__PASSAGE__
%%

August’s full moon is called the Full Sturgeon Moon, after the primitive fish that used to be abundant in North America’s lakes and rivers during the summer months. Having remained mostly unchanged since the earliest fossil records, sturgeons are ancient living fossils that can grow up until 3.5 meters long, or as long as two adult humans stacked on top of each other. Nowadays, however, it’s almost impossible to see a sturgeon during the Full Sturgeon Moon. While they used to thrive, sturgeons are now considered the single most critically endangered group of species on earth - and you might be part of the reason why.
Have you ever eaten caviar? Some species of sturgeons are harvested for their roe, which is then processed into caviar. Because of this, wild sturgeons have been exploited to the brink of extinction due to overfishing and illegal poaching. In addition, they are also vulnerable to water pollution, and their breeding grounds are often damaged due to agriculture and lumbering. Though sturgeons are extremely long-lived - the females can live up to be 150 years old - sturgeons might not be around for much longer. They might have survived the dinosaurs, but they might not be able to survive human beings and our hunger for luxurious delicacies like caviar. But there is something even more terrifying than hungry human beings: hungry ghosts.

%%

__ENTRIES PROVIDED__

%%

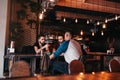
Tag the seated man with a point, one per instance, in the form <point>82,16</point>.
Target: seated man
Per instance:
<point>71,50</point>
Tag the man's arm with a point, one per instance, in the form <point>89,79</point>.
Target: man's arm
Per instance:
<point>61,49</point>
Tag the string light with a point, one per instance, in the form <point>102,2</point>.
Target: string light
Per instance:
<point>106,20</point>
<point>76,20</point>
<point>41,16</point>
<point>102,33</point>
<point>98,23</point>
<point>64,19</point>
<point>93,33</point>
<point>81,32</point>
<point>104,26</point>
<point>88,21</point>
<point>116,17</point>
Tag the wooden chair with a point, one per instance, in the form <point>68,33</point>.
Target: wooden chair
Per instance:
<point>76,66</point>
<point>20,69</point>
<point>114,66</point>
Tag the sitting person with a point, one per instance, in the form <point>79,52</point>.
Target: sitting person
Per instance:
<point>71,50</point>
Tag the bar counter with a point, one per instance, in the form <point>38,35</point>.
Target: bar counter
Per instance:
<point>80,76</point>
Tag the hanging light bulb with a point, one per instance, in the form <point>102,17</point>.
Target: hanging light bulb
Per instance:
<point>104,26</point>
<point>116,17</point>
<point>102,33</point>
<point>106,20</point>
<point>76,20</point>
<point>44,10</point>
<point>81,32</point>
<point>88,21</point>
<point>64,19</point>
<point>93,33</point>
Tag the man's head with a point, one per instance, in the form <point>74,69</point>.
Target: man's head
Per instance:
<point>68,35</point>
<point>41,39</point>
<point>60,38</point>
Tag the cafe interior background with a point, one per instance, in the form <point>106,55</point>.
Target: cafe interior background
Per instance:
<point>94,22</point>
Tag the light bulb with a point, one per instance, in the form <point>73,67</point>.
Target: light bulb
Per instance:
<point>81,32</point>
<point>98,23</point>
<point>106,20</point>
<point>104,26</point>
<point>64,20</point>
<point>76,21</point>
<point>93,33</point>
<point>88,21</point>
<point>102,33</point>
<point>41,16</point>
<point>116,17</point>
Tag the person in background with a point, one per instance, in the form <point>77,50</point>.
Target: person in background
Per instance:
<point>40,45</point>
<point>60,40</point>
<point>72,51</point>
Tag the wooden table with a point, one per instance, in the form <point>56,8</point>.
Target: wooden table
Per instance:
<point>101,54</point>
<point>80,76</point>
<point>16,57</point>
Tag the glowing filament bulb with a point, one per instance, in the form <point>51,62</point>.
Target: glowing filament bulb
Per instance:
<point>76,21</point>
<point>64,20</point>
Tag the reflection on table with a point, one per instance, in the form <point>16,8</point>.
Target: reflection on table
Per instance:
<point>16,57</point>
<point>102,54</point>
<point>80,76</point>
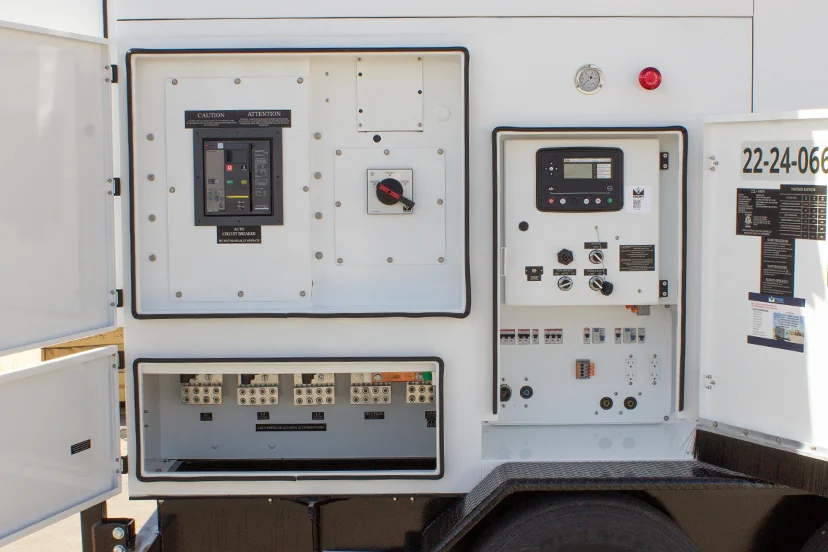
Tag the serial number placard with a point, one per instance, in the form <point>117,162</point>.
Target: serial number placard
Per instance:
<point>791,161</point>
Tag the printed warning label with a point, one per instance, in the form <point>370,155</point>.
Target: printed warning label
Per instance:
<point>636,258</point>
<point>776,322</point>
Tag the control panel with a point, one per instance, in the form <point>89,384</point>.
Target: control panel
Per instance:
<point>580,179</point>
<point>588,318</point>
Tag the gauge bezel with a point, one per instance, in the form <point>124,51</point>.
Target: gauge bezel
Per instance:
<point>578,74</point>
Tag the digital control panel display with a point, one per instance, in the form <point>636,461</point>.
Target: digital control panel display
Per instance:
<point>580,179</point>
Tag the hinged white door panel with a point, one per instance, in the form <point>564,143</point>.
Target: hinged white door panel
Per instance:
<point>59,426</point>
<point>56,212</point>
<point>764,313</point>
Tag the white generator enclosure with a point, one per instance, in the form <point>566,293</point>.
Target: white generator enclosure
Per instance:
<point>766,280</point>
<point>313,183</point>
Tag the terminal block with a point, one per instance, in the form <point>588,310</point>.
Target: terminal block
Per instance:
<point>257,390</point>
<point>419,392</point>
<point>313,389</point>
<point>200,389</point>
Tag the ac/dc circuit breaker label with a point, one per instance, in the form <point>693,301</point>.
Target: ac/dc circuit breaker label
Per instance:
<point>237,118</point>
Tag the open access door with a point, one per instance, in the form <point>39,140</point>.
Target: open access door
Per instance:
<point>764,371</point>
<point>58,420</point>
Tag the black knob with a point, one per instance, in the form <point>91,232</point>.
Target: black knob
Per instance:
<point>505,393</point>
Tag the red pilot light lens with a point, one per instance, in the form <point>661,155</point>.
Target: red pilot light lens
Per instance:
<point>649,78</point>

%%

Reproduce verbatim the portion of the passage on the Full Sturgeon Moon from "August’s full moon" to "the reason why.".

__SOLUTION TO THE PROBLEM__
August’s full moon is called the Full Sturgeon Moon, after the primitive fish that used to be abundant in North America’s lakes and rivers during the summer months. Having remained mostly unchanged since the earliest fossil records, sturgeons are ancient living fossils that can grow up until 3.5 meters long, or as long as two adult humans stacked on top of each other. Nowadays, however, it’s almost impossible to see a sturgeon during the Full Sturgeon Moon. While they used to thrive, sturgeons are now considered the single most critically endangered group of species on earth - and you might be part of the reason why.